### TEXTO DO DOCUMENTO ###
Os primeiros três meses na universidade foram dedicados basicamente às atividades em sala de aula e, a partir de janeiro de 2019, a pesquisadora passou a dividir o seu tempo com as atividades laboratoriais. A linha de estudos seguida na Universidade do Minho, explica a pesquisadora do IPT, dedica grande espaço ao tema do conforto, que é o direcionamento dado em sua tese.
“A maior parte das disciplinas estava focada em novas tecnologias para materiais têxteis. Grande parte dos alunos é da área de design e a escola tem uma abordagem forte não somente da engenharia têxtil, mas também em desenvolvimento de produtos”, diz ela. “Em uma das disciplinas, por exemplo, eu tive que criar um produto associando materiais têxteis e eletrônica [tecidos inteligentes, ou smart textiles] e participei de um grupo que elaborou o projeto de um tapete para uso em entrada de edificações que esterilizava os calçados com radiação ultravioleta. Foram pelo menos três em oito disciplinas nas quais eu desenvolvi conceitos e produtos a partir de novas tecnologias”.
As atividades no laboratório envolveram principalmente os chamados tratamentos de algodonização (cottonization) para limpar as fibras de seus componentes mais duros.
Esta técnica de processamento é usada para melhorar a superfície e as características dimensionais e de toque de uma fibra, permitindo que ela fique compatível com o sistema de fiação do algodão ou possa até mesmo ser misturada ao algodão. “É um processo simples no qual são utilizados agentes químicos para refinar a superfície da fibra. Não é ainda comum em Brasil, mas é estudado desde a década de 1970 e mais usado para o linho e o cânhamo. Com a decadência do uso das fibras naturais, a técnica foi abandonada e hoje está sendo retomada – existe uma variedade de processos, sejam enzimáticos, químicos ou químicos associados com ultrassom”, diz ela.
###
→ TAREFA PROPOSTA 1: No texto sobre a algodonização, a partir de quando a pesquisadora passou a dividir seu tempo com as atividades laboratoriais?
→ TAREFA PROPOSTA 2: Liste todos os tipos de processo de algodonização citados no texto sobre a algodonização.
→ TAREFA PROPOSTA 3: Transcreva do texto sobre a algodonização o trecho que abre com as palavras contendo "Os primeiros três" e fecha com "em sua tese.".
### ENTRADAS BRUTAS ###
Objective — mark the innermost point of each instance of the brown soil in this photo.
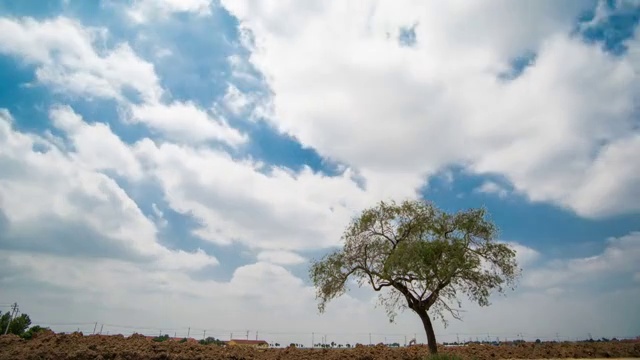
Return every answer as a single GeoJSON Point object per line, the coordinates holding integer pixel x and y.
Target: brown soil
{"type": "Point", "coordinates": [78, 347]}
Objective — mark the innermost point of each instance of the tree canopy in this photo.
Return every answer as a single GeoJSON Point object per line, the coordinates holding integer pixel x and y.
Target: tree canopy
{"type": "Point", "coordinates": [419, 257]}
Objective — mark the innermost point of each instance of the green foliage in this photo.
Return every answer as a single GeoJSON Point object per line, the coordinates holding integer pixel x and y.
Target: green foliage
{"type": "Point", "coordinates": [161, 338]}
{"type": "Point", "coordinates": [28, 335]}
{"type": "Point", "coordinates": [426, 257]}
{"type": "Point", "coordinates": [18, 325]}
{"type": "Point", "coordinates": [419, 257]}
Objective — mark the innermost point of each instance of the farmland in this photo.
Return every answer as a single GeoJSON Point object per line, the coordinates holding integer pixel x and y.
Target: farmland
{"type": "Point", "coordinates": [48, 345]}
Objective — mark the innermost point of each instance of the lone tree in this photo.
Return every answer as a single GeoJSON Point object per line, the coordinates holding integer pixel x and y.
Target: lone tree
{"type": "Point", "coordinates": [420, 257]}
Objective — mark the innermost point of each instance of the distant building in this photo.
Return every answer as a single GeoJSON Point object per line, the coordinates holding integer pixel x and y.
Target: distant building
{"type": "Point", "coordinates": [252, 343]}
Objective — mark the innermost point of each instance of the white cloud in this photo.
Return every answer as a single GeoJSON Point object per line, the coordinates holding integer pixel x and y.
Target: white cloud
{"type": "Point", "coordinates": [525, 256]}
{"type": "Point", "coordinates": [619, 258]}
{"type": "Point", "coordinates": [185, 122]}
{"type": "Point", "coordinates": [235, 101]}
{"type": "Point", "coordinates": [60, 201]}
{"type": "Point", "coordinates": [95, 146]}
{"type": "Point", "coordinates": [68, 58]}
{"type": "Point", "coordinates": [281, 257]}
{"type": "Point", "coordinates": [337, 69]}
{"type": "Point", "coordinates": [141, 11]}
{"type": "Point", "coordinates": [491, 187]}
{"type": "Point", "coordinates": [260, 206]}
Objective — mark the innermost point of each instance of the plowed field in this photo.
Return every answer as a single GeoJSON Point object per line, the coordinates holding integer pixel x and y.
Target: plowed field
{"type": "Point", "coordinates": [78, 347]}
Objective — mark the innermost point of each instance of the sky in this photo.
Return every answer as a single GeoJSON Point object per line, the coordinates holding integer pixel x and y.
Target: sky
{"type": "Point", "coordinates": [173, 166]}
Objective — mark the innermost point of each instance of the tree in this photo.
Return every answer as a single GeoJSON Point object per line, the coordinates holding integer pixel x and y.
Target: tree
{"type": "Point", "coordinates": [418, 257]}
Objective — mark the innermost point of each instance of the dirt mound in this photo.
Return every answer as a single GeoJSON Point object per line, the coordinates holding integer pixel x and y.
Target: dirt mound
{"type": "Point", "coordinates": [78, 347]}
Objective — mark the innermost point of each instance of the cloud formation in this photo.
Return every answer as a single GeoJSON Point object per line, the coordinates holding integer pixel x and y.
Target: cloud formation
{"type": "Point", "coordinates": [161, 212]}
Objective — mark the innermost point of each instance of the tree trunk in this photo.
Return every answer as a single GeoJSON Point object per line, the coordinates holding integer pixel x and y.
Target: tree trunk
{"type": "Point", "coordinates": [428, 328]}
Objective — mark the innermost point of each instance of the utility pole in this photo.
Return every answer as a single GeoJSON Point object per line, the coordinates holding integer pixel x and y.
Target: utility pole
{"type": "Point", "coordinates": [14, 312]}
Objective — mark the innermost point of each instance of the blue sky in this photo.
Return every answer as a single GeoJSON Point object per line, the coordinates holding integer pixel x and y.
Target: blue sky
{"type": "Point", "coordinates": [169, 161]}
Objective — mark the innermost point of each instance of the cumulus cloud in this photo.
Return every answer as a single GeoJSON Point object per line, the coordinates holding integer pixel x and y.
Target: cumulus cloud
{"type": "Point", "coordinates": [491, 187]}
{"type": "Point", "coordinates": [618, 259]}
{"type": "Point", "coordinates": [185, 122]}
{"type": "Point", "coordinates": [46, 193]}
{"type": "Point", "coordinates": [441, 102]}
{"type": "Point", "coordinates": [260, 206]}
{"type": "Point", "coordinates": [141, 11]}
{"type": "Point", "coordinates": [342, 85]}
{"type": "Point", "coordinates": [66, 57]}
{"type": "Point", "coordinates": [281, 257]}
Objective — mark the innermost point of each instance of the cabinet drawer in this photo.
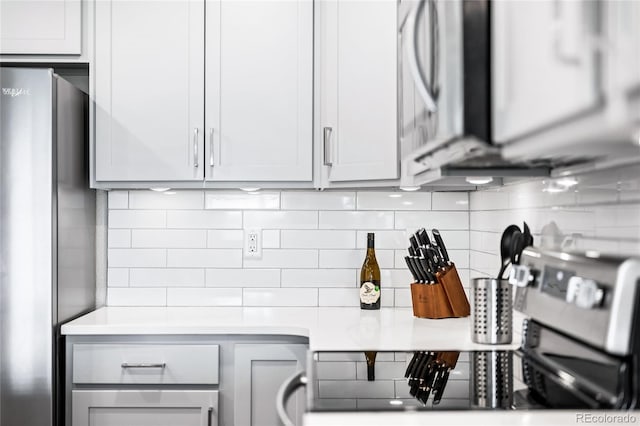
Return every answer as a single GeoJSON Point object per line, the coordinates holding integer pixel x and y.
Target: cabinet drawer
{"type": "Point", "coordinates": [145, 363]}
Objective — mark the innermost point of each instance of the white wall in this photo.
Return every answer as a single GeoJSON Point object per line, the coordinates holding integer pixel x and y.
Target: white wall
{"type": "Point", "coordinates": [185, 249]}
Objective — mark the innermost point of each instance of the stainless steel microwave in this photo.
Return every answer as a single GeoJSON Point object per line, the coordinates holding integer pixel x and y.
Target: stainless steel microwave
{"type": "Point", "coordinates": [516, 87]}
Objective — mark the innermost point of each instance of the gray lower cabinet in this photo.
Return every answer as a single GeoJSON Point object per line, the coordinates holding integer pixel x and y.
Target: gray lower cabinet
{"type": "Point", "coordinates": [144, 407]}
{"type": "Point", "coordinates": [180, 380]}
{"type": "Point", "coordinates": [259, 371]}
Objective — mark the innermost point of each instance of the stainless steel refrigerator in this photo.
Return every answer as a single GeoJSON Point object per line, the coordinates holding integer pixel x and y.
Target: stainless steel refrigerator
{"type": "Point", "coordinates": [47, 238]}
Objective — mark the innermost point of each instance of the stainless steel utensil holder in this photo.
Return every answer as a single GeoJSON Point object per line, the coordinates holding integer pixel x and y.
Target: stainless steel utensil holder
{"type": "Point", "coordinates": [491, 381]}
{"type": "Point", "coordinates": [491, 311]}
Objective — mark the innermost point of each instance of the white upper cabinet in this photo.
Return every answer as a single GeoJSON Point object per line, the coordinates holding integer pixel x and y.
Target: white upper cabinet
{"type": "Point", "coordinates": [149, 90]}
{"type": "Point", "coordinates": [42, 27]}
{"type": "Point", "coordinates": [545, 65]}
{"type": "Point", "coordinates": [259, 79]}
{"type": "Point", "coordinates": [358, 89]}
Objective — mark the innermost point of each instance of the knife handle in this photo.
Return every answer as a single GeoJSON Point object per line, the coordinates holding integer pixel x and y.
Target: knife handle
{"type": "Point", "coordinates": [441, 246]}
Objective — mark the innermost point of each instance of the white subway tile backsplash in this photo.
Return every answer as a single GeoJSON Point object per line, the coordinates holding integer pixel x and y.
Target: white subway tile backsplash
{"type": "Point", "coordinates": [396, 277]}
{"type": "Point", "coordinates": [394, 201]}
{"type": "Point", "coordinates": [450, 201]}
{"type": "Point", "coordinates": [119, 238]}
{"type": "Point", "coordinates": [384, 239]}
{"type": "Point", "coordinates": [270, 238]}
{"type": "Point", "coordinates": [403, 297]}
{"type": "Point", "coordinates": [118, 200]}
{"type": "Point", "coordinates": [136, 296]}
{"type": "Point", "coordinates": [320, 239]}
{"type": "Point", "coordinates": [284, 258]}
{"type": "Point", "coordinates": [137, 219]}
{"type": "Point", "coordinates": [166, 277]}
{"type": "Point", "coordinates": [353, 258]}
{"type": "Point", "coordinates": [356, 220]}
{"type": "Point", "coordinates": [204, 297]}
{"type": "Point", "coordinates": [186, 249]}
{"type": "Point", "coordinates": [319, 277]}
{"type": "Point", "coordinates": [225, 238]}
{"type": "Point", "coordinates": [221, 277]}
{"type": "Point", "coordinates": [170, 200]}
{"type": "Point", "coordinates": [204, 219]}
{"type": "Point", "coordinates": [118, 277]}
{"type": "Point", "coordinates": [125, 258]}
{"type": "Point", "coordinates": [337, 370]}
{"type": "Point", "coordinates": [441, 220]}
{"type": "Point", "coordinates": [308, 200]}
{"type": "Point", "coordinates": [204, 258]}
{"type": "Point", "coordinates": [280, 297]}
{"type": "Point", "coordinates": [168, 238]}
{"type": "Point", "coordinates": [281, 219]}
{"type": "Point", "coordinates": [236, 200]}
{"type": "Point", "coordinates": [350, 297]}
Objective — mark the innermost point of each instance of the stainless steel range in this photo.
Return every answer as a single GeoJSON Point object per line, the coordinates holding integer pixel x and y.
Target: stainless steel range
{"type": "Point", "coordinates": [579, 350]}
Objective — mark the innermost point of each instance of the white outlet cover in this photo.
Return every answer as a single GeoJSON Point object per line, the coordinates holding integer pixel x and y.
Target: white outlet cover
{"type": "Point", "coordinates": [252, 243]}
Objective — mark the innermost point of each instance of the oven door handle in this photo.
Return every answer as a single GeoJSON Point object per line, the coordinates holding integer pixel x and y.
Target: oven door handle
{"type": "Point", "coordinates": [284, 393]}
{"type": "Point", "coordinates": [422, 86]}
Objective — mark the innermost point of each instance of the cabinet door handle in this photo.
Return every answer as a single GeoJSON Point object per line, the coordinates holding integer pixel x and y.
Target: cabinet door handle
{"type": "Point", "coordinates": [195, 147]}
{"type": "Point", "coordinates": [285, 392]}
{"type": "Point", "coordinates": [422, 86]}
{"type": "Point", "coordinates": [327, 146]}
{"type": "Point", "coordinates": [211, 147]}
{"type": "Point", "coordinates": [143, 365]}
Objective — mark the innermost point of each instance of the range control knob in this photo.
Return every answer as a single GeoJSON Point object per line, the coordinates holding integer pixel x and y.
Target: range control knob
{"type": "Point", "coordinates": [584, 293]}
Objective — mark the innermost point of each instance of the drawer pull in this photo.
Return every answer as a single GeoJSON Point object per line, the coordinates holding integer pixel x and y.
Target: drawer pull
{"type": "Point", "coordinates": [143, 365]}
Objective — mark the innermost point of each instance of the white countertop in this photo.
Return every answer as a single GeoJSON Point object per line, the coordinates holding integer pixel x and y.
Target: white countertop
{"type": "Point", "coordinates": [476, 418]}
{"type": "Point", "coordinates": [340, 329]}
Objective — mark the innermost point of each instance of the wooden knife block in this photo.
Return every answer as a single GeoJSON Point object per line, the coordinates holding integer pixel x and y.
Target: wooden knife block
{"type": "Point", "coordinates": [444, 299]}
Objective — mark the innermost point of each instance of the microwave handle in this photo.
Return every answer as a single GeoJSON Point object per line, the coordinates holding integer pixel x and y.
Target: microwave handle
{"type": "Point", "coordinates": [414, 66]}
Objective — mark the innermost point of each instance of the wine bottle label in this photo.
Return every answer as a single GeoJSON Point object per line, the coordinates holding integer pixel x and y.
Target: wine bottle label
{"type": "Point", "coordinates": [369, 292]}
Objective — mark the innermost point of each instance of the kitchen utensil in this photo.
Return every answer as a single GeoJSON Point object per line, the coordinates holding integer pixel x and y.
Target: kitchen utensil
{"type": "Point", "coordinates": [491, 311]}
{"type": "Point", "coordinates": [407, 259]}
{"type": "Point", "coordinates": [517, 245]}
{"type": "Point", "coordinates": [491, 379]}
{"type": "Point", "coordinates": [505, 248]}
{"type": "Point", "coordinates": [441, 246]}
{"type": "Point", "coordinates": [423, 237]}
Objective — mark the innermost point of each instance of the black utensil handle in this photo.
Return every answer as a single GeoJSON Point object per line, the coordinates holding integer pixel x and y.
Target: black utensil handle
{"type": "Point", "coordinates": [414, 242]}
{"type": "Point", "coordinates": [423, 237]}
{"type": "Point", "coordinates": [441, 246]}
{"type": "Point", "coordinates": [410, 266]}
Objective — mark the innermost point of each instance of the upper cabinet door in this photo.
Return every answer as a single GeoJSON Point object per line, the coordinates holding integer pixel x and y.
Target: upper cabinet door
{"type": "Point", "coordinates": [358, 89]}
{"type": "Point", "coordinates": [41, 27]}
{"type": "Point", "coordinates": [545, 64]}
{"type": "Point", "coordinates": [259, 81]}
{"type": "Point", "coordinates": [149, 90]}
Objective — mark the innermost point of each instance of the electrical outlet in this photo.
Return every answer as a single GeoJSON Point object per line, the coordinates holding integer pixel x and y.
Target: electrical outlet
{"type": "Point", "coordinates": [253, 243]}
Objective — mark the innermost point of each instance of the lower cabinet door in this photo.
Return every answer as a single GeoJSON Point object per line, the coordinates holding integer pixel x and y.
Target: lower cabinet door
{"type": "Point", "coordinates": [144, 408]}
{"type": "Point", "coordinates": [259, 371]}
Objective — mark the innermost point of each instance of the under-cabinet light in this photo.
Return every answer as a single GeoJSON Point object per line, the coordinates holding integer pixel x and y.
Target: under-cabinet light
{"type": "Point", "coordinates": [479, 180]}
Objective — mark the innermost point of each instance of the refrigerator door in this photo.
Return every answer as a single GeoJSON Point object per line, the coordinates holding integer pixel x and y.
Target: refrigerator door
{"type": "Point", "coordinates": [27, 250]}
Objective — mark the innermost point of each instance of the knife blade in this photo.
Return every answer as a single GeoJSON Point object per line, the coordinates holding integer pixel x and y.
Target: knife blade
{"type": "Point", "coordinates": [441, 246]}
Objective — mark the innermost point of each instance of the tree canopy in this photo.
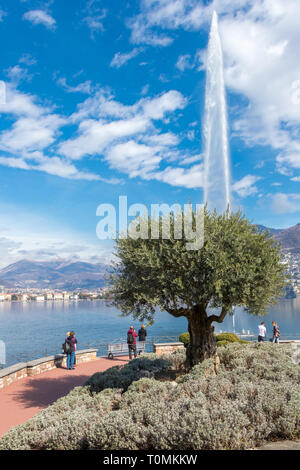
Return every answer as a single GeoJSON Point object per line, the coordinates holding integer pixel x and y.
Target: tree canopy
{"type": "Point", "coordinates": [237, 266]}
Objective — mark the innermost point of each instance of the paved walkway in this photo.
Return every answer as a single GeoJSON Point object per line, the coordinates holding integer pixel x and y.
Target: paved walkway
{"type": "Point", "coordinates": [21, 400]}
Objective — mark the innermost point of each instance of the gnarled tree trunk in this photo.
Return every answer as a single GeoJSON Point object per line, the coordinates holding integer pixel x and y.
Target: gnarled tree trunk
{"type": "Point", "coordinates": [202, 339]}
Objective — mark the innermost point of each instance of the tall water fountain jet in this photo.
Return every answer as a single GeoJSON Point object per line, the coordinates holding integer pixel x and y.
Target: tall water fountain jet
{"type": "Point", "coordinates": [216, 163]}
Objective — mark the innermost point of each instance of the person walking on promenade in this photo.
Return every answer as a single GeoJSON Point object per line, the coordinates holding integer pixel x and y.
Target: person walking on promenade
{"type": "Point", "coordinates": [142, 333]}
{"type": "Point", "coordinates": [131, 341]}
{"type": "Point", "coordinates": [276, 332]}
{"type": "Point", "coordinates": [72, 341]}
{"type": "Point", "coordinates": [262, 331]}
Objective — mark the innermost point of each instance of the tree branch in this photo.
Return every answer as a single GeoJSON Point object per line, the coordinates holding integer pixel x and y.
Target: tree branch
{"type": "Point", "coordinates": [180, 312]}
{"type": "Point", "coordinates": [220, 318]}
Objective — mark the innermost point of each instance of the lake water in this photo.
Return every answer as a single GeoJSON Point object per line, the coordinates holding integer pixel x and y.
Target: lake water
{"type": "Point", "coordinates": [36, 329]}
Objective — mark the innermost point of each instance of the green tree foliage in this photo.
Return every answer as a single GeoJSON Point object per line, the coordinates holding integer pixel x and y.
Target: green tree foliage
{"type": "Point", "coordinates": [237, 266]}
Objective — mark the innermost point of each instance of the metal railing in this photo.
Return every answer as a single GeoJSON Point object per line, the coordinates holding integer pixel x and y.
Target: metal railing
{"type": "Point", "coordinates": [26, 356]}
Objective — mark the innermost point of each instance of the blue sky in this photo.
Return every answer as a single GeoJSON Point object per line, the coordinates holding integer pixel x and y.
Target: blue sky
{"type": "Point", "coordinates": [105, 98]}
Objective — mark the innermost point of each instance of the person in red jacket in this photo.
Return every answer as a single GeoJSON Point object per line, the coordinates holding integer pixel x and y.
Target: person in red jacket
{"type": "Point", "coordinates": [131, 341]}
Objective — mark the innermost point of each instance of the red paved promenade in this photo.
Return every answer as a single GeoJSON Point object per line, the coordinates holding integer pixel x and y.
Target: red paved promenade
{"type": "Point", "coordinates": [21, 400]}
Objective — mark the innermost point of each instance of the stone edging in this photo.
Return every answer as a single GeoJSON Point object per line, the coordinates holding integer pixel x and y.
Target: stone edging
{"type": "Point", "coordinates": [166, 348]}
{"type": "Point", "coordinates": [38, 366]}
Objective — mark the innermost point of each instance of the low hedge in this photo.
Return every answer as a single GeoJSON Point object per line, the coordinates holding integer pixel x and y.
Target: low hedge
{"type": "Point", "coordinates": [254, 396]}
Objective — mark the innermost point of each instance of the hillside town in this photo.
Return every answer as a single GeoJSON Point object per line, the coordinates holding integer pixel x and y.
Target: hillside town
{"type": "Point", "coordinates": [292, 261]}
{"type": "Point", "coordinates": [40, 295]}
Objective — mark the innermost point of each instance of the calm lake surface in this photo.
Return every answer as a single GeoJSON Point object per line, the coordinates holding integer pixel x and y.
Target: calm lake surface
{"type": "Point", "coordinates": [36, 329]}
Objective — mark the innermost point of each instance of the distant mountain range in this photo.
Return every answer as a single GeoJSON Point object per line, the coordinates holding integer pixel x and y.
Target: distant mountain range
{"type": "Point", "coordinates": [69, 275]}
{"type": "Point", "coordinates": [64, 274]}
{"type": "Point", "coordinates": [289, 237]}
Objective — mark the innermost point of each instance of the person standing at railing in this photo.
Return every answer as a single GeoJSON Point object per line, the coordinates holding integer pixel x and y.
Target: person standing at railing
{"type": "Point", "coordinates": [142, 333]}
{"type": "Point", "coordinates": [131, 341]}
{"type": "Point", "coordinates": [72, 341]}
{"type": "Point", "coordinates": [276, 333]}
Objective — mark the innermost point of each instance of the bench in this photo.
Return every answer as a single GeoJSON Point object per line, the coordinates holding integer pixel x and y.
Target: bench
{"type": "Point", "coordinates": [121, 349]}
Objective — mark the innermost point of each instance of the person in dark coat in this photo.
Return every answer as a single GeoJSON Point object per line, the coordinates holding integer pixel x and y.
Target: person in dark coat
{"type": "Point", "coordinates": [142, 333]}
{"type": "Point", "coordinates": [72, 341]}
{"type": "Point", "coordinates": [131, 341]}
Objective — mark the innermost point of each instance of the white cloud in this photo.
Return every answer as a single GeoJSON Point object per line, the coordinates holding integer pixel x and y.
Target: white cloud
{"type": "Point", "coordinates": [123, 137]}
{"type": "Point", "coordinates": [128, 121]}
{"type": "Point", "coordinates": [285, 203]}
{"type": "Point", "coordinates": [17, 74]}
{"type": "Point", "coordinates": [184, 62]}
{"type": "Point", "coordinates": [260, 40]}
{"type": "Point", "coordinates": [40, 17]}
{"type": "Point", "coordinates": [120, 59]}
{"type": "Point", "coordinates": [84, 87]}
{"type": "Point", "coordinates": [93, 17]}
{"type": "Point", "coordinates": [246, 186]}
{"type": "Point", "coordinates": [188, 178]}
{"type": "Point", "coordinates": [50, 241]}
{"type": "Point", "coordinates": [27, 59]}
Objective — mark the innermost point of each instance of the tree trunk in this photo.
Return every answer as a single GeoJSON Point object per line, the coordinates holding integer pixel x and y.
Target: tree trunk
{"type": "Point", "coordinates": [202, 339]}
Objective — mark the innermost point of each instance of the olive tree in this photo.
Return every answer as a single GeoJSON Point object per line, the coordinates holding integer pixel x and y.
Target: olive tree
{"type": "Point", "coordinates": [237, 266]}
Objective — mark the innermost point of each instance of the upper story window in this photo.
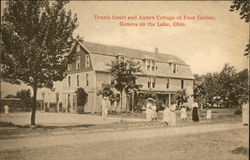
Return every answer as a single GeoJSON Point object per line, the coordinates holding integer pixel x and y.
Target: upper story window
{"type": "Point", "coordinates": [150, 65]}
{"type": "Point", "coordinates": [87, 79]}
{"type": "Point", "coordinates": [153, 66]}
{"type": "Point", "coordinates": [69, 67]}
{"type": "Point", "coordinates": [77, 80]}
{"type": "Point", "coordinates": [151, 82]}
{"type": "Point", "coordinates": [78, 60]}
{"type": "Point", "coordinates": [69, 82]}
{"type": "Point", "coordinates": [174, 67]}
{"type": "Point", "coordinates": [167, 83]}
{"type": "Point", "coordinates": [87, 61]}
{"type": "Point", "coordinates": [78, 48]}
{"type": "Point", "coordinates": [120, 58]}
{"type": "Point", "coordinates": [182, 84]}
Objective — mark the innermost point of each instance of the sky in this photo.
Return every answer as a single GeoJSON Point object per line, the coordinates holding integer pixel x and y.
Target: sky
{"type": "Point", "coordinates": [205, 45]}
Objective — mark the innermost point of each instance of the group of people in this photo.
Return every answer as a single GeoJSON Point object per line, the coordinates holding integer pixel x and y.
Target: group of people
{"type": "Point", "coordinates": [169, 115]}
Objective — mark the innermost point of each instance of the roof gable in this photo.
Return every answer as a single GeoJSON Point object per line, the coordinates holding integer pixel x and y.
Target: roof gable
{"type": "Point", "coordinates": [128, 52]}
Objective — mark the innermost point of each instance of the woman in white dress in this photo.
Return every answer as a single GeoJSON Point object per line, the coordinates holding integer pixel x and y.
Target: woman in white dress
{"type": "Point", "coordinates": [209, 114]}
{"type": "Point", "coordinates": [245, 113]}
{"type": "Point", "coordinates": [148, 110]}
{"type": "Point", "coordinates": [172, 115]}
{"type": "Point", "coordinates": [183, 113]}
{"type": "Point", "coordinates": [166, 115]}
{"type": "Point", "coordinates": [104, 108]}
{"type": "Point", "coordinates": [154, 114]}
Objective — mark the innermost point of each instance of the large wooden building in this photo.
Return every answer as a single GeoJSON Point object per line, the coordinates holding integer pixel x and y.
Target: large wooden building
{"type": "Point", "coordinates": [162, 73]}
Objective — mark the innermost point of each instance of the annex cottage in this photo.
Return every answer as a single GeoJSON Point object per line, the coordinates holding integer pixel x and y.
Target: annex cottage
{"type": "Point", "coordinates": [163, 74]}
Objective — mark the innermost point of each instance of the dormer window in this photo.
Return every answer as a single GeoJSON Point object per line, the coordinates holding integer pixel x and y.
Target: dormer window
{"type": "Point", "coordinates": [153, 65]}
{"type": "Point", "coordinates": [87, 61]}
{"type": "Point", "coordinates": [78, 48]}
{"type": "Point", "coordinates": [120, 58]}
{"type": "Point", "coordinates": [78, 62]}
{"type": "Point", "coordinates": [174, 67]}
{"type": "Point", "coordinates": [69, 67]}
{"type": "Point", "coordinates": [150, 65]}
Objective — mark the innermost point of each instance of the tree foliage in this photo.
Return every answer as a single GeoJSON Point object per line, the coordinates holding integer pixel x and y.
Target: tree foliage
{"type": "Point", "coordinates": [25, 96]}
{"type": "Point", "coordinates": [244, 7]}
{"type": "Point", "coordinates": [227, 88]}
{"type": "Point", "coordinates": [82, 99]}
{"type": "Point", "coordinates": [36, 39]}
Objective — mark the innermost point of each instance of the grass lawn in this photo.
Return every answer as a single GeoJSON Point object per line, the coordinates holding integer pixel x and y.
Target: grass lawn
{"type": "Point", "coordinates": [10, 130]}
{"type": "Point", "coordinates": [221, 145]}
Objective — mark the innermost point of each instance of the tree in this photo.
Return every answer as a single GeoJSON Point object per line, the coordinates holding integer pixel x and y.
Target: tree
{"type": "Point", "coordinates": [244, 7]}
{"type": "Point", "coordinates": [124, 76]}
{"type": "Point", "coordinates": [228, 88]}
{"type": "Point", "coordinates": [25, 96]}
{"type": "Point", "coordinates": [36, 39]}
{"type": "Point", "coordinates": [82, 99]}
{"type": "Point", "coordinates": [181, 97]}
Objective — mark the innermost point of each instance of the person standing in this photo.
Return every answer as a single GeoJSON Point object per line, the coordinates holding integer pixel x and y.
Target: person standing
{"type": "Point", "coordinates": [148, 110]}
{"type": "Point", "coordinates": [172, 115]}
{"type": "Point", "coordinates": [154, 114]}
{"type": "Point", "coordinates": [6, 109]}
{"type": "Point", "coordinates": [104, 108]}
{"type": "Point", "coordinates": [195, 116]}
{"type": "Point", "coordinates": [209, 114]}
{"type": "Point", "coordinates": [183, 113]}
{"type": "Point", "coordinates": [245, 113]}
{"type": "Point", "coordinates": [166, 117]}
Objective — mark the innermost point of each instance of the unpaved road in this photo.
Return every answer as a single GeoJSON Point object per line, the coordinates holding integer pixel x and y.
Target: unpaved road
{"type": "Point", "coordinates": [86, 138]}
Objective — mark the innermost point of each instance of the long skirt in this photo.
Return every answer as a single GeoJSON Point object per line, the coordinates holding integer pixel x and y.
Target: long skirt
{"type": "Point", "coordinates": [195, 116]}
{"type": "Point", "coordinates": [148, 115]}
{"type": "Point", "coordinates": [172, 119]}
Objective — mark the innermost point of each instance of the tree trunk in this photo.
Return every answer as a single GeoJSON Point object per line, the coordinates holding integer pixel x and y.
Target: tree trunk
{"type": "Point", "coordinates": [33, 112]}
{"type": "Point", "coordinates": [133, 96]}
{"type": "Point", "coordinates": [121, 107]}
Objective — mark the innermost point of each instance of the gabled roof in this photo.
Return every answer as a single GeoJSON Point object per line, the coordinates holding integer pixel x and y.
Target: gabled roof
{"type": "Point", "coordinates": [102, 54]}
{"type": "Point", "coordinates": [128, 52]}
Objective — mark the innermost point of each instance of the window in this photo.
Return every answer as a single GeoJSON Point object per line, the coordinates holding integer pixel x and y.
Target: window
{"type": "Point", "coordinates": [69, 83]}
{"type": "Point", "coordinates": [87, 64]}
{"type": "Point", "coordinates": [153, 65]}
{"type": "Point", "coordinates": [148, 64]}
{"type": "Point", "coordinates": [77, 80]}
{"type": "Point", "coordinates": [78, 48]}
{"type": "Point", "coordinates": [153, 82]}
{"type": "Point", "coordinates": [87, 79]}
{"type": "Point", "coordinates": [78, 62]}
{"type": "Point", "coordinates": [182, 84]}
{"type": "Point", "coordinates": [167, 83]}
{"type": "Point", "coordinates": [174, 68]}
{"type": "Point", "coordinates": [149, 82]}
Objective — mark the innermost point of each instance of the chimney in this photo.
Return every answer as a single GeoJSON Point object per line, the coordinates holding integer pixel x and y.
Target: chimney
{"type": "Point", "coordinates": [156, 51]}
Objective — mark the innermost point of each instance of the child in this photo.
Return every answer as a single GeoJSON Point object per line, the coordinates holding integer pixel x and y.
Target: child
###
→ RESPOSTA REDIGIDA 1: A partir de janeiro de 2019.

→ RESPOSTA REDIGIDA 2:
- enzimáticos
- químicos
- químicos associados com ultrassom

→ RESPOSTA REDIGIDA 3:
Os primeiros três meses na universidade foram dedicados basicamente às atividades em sala de aula e, a partir de janeiro de 2019, a pesquisadora passou a dividir o seu tempo com as atividades laboratoriais. A linha de estudos seguida na Universidade do Minho, explica a pesquisadora do IPT, dedica grande espaço ao tema do conforto, que é o direcionamento dado em sua tese.